### Text passage
******************************
The Art of Dancing with Strangers

I walk into a bar in the Lower East Side, right before numbered streets turn into Houston. I feel restless, wanting a drink or conversation. I’m tired of pacing the streets and smoking cigarettes by myself. I want to share a few words over smoky air or in a room that is a little too loud. The restaurant, the name? I’m not sure, but It’s warm and beaming from across the streets, the light projected through orange peel colored shades. Small tables with wobbly stools scatter the room. Everyone is packed in like sardines, but it’s cute, chic. Maybe that’s why the line is so long. 

But I walk past it, and head straight to the bar, plop on a red leather stool with loopholed legs. The liquor shelf is lit from the back, making light sparkle on the glass rims, twinkling in my eyes. I order a glass of wine, maybe? A gin and tonic? That part isn’t important. 

I sit, fidgeting with my glass and tearing my napkin into little bits, pretending I’m not listening to the conversation next to me, or to the one over there, or the couple behind me making face. I watch the bartender shake drinks, wipe down glasses, check in with me and pour me some water. You want another one? Oh, why not! I guess I’m waiting for something to happen. For someone to make conversation. But who goes to a bar, alone, wanting to make conversation? Desperate people? Losers? Someone who’s lonely? I fit into one of those categories, I’ll let you guess which.
******************************
### Record extracts
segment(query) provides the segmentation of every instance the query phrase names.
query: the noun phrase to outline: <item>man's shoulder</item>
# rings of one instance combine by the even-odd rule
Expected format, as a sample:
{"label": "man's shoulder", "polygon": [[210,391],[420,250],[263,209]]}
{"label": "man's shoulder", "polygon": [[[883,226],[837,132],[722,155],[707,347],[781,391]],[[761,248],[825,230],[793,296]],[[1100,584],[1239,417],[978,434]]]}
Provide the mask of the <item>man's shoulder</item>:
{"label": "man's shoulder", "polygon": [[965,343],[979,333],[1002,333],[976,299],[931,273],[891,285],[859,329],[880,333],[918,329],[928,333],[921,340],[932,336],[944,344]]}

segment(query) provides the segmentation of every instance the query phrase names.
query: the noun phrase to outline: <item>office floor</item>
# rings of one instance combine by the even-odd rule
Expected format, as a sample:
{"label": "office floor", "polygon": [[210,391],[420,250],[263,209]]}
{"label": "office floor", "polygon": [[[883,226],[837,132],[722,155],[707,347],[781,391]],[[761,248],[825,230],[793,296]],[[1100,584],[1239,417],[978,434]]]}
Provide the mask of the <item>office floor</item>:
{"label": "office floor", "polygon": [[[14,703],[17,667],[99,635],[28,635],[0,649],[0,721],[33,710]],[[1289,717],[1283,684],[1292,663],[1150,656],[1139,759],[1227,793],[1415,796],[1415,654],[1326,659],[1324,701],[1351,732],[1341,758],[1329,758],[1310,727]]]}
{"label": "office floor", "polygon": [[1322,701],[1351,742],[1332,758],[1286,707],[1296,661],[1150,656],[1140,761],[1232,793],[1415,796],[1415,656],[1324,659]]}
******************************
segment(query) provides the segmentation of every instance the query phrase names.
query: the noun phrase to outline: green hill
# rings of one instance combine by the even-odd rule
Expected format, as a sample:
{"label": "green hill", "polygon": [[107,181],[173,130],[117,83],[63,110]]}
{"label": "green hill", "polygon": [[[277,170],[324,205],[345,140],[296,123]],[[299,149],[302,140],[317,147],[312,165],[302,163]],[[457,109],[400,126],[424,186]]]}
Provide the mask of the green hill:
******************************
### Problems to solve
[1] From the essay on dancing with strangers, copy the passage from "The Art of Dancing" up to and including "is so long.".
[2] In the essay on dancing with strangers, list every action the narrator watches the bartender perform.
[3] Pick up the essay on dancing with strangers after its final sentence and write the next part in the same voice.

### Exercise responses
[1]
The Art of Dancing with Strangers

I walk into a bar in the Lower East Side, right before numbered streets turn into Houston. I feel restless, wanting a drink or conversation. I’m tired of pacing the streets and smoking cigarettes by myself. I want to share a few words over smoky air or in a room that is a little too loud. The restaurant, the name? I’m not sure, but It’s warm and beaming from across the streets, the light projected through orange peel colored shades. Small tables with wobbly stools scatter the room. Everyone is packed in like sardines, but it’s cute, chic. Maybe that’s why the line is so long.

[2]
- shake drinks
- wipe down glasses
- check in with the narrator
- pour the narrator some water

[3]
This is what I’ll often do, though. I have found power in taking myself out, I even get a thrill from it. To lunch or to dinner, or when I’m feeling more social, to a bar or a club. I’ll take myself out dancing every couple weeks and see who I meet; let the night lead me. There is an almost indescribable feeling of freedom I get from this, the way I can move through a crowd with as much or as little anonymity as I’d like. I can talk to an interesting face, dance with lingering eyes, and leave locking lips. Or just walk myself home when I’m ready, feeling a weightless independence.  

This night, in this restaurant whose name I’ve lost, is one of those nights where I want to bathe myself in anonymity. Where I meet someone, talk for hours, and never see them again. And that’s exactly what happened. An older gentleman, of course, begins to chat with me. He sees I am reading some papers for a class, but he asks if I am a teacher. So I go with it. A teacher, yes, for a writing class. Yes, that can work. We talk through the night about literature and journalism. He happens to be obsessed with the JFK assassination, which took place in my hometown, Dallas. It’s little coincidences like this, cosmic meetings, that make me go out by myself.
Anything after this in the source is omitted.